### PROBLEM TO SOLVE
Transcribe all of the data exactly. Omit the pictures.

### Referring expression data
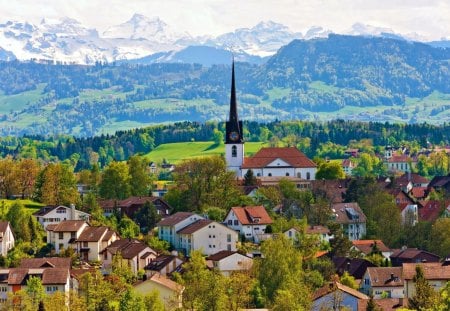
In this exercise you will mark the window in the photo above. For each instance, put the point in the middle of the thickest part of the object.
(234, 151)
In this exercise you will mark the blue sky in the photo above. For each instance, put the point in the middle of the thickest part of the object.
(429, 18)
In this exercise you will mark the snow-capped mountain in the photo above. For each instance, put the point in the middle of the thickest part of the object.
(67, 40)
(264, 39)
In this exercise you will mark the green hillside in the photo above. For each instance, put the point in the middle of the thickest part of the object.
(176, 152)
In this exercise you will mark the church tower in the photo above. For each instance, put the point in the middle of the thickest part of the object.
(234, 141)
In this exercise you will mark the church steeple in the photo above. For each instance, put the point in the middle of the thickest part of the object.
(233, 125)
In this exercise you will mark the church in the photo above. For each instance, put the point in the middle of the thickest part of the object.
(268, 162)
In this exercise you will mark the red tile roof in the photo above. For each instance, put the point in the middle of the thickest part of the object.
(366, 246)
(68, 226)
(199, 224)
(431, 271)
(252, 215)
(431, 210)
(265, 156)
(175, 218)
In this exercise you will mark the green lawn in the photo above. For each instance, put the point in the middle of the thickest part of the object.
(174, 153)
(31, 206)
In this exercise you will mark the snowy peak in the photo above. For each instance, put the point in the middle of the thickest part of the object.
(142, 27)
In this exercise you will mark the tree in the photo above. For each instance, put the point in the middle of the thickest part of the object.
(330, 170)
(115, 182)
(147, 217)
(440, 237)
(140, 180)
(425, 296)
(249, 178)
(280, 268)
(56, 184)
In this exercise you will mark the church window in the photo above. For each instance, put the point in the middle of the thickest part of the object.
(234, 151)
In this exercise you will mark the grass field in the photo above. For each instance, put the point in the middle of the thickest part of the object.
(176, 152)
(31, 206)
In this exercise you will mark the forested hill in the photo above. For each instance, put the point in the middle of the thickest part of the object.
(346, 77)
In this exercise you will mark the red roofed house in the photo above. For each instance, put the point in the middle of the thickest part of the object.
(208, 236)
(400, 163)
(268, 162)
(135, 254)
(249, 221)
(368, 246)
(93, 240)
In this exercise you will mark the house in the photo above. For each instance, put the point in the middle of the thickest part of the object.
(335, 296)
(412, 255)
(348, 165)
(53, 279)
(228, 262)
(249, 221)
(208, 236)
(131, 205)
(267, 162)
(383, 282)
(409, 213)
(135, 254)
(356, 267)
(400, 163)
(351, 218)
(93, 240)
(55, 214)
(367, 247)
(7, 239)
(436, 273)
(65, 233)
(169, 226)
(163, 264)
(170, 292)
(322, 232)
(280, 162)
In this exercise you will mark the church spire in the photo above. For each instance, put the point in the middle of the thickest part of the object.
(233, 104)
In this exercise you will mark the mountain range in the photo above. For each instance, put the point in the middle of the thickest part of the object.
(148, 40)
(338, 77)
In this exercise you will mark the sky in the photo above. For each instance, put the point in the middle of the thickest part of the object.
(429, 18)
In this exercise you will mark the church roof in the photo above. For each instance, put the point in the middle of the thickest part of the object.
(290, 155)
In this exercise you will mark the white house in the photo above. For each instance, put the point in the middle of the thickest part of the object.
(55, 214)
(351, 218)
(65, 233)
(168, 227)
(135, 254)
(93, 240)
(280, 162)
(6, 238)
(249, 221)
(208, 236)
(228, 262)
(383, 282)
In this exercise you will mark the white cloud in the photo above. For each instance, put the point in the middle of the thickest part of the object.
(428, 17)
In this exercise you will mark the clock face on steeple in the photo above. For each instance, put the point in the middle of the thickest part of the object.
(234, 136)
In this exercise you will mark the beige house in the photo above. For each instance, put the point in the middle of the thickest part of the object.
(65, 233)
(51, 215)
(208, 236)
(135, 254)
(383, 282)
(169, 291)
(6, 238)
(436, 273)
(93, 240)
(228, 262)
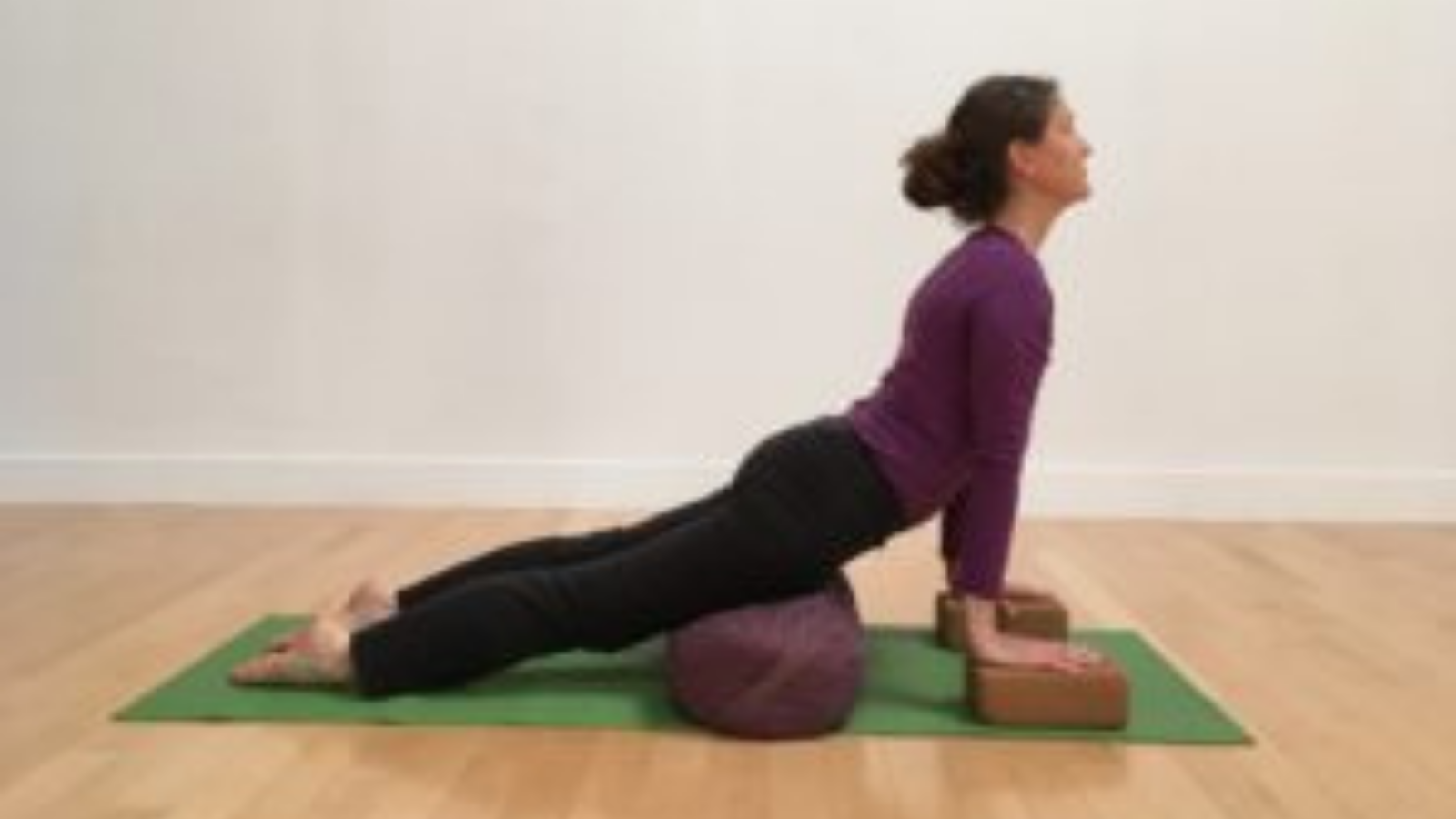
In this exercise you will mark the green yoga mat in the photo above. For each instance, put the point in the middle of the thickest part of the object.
(912, 688)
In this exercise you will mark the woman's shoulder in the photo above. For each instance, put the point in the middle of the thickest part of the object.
(990, 263)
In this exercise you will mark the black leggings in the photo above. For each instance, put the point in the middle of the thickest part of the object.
(801, 504)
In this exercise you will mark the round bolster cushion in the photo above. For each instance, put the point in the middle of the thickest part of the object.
(786, 669)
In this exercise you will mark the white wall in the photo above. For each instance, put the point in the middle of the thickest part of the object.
(550, 251)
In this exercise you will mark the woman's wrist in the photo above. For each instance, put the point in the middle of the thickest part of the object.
(980, 618)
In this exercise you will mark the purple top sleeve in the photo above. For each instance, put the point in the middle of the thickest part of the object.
(951, 419)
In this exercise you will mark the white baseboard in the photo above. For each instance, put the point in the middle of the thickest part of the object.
(1052, 490)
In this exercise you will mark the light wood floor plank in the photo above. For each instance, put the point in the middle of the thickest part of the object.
(1331, 643)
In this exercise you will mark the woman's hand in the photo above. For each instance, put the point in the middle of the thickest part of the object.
(990, 646)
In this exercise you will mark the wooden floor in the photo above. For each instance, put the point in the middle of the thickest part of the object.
(1334, 644)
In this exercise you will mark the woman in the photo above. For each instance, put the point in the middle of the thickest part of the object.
(945, 431)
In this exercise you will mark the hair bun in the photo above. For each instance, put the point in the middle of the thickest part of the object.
(934, 172)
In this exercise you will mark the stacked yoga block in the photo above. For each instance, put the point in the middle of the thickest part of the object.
(1001, 695)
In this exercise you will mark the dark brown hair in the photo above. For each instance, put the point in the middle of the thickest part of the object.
(965, 167)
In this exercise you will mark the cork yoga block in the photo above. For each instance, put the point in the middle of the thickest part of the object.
(1041, 617)
(1092, 698)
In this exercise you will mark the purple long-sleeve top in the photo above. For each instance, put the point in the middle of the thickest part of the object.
(950, 420)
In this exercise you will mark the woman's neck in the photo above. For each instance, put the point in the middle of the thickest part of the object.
(1030, 220)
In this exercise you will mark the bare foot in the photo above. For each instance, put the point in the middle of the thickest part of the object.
(370, 602)
(318, 656)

### RESPONSE BOX
In this exercise you will mark the window in the photo above. For each instance, put the point in the middle of the thickest part of the object.
(234, 151)
In this exercise you will mark the blue sky in the photo above. For each instance, put the point in the middle of the thickest part of the object.
(429, 18)
In this exercise you will mark the snow-capped mountain in the photo above. For each instance, put the point in the middle of the thickest part of the object.
(67, 40)
(264, 39)
In this exercise you will mark the green hillside in the photo above. For each instance, put the point in the middle of the thickest part of the object.
(176, 152)
In this exercise you will mark the church tower in the photo above. For each instance, put the point in the middle of the thickest part of the object.
(234, 141)
In this exercise you will mark the church steeple in the photo above. For each instance, put the point in the middle of the thickest part of the object.
(233, 125)
In this exercise you will mark the church in the photo above. For each instance, put the point in the middle of the thickest part of the object.
(268, 162)
In this exercise you will mark the red tile roof in the photo above. For each instance, put the point in the middle of the thickest part of the object.
(366, 246)
(68, 226)
(199, 224)
(431, 271)
(252, 215)
(431, 210)
(265, 156)
(175, 218)
In this exercise you will mark the green lawn in the photo above. For each instance, put the point in the middle of the thickest part of the object.
(174, 153)
(31, 206)
In this exercise you will mark the snowy peak in the photo above. For each instance, put the point in the middle of the thickest part of the object.
(142, 27)
In this exercise you will mark the tree in the photo above. For each instance, put the point in the middle of the thickest part of the object.
(330, 170)
(115, 182)
(147, 217)
(440, 237)
(140, 180)
(425, 296)
(249, 178)
(280, 268)
(56, 184)
In this exercise you will mark the church window in the photo above. For each instance, put the point in the middle of the thickest part of the object.
(234, 151)
In this exercise you will mark the grass field in the photo above. For each instance, put the point in the middle of the thickest part of the object.
(176, 152)
(31, 206)
In this exercise you will mark the forested hill in the photo above. For each instance, put the point in the middle of the thickest part of the object.
(346, 77)
In this exercise you will mark the red roofed house in the photo above. For each instance, put the point in the middle of the thickest part of the object.
(208, 236)
(400, 163)
(268, 162)
(135, 254)
(249, 221)
(368, 246)
(93, 240)
In this exercise you will mark the house in the photo above. For each instance, put the point in the middle of the thickest part of the object.
(335, 296)
(412, 255)
(348, 165)
(53, 279)
(228, 262)
(249, 221)
(208, 236)
(131, 205)
(267, 162)
(383, 282)
(409, 213)
(135, 254)
(356, 267)
(400, 163)
(351, 218)
(93, 240)
(55, 214)
(367, 247)
(7, 239)
(436, 273)
(65, 233)
(169, 226)
(163, 264)
(170, 292)
(322, 232)
(280, 162)
In this exercise you will mark the church spire in the photo above. For each instance, put the point in the middle of the thickest part of the object.
(233, 104)
In this exercise you will mark the mountain range in the photo above. For each instance, put the point in the middle of the thickest part of the object.
(148, 40)
(338, 77)
In this exercise you will mark the sky in the photo above. For each instance, put the point in the middle of the thickest part of the object.
(429, 18)
In this exercise you will mark the church roof in the photo above. For each instance, put the point in the middle of the thickest part of the object.
(290, 155)
In this exercise you will mark the white house in the photo above. For each instance, put the point in the middle of the thickest part of the object.
(55, 214)
(351, 218)
(65, 233)
(168, 227)
(135, 254)
(93, 240)
(280, 162)
(6, 238)
(249, 221)
(208, 236)
(228, 262)
(383, 282)
In this exercise you will mark the white cloud in the photo above. For each instance, put the point in the middle of the thickest part of the object.
(428, 17)
In this exercise you will mark the clock face on steeple in the photo above. For each instance, put the point in the middle of the thickest part of the object.
(234, 136)
In this exercise you will mark the beige house in the photo above. For each instance, put the point in the middle of the thickest part of the object.
(65, 233)
(51, 215)
(208, 236)
(135, 254)
(383, 282)
(169, 291)
(6, 238)
(436, 273)
(93, 240)
(228, 262)
In this exercise you will mark the green yoga mat in the photo above. For each instance, put the point in the middle of the thickest part of the object.
(912, 688)
In this exercise you will mark the woman's shoulder in the photo above. For each instance, put the point in the middle of the thickest part of the object.
(990, 263)
In this exercise you will mark the black leggings in the photo above. For each instance, put the point in the middle of the thickest part of the object.
(801, 504)
In this exercise you will mark the round bolster cushion in the photo above. For each instance, put the point in the middle of the thickest part of the object.
(786, 669)
In this exercise you will mark the white wall in the photo above. For each instance, put the point in the middle of the thickest part of the object.
(550, 251)
In this exercise you will mark the woman's wrist in the photo above. For each instance, put the point in the middle of the thickest part of the object.
(980, 618)
In this exercise you will mark the purple top sleeve in the photo above. For each instance, put the point in the middle of the thickest part of the object.
(951, 419)
In this exercise you will mark the white baseboard in the photo above. For each instance, put the point in the middle of the thickest part of the object.
(1052, 490)
In this exercise you will mark the light wood floor plank in the photo above. For each instance, put the point in the middle of the thickest part of the object.
(1331, 643)
In this exercise you will mark the woman's hand in the photo above. For each instance, put the point in the middle of the thickest part of the object.
(990, 646)
In this exercise you will mark the wooden floor in the photo above. For each instance, put the point in the middle of the thickest part of the object.
(1334, 644)
In this exercise you will mark the woman in the photo above. For each instance, put the point in the middle of the thickest part of the object.
(945, 431)
In this exercise you will mark the hair bun in the photo above. For each instance, put the point in the middle of the thickest part of the object.
(934, 172)
In this exercise you will mark the stacked yoga block in the photo above. For each instance, put the point in the middle of the thickest part of the object.
(1001, 695)
In this exercise you will mark the dark brown hair in the photo above. For each instance, put the point in the middle of the thickest part of the object.
(965, 167)
In this exercise you will mark the cork yoga block in the photo above. For each instance, put the point in the middle of the thickest part of the object.
(1041, 617)
(1092, 698)
In this exercise you will mark the purple long-sleeve top in the photo above. For each instance, put the point in the middle of the thickest part of the object.
(950, 420)
In this exercise you will mark the woman's neck in the photo above. For each instance, put the point in the middle of the thickest part of the object.
(1030, 220)
In this exercise you will mark the bare foot in the photo above. For each instance, put the point in the middle of the thickest part of the object.
(370, 602)
(318, 656)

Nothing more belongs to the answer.